Copy only this range: the line with "[locate] the wall-mounted" through the final line of the material, inclusive at both ends.

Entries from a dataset
>> Begin

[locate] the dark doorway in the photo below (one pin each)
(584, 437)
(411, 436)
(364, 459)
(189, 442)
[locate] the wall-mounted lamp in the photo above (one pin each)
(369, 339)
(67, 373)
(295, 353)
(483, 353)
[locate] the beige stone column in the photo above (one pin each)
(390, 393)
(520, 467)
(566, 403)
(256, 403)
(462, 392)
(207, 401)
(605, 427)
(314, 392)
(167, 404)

>> End

* [Exercise answer]:
[locate] the wall-mounted lamp in the photo above (one pin each)
(369, 339)
(67, 373)
(295, 353)
(483, 353)
[locate] the beige stone column in the photo above (one pin each)
(390, 393)
(520, 467)
(566, 403)
(256, 403)
(462, 392)
(207, 401)
(605, 427)
(314, 392)
(167, 404)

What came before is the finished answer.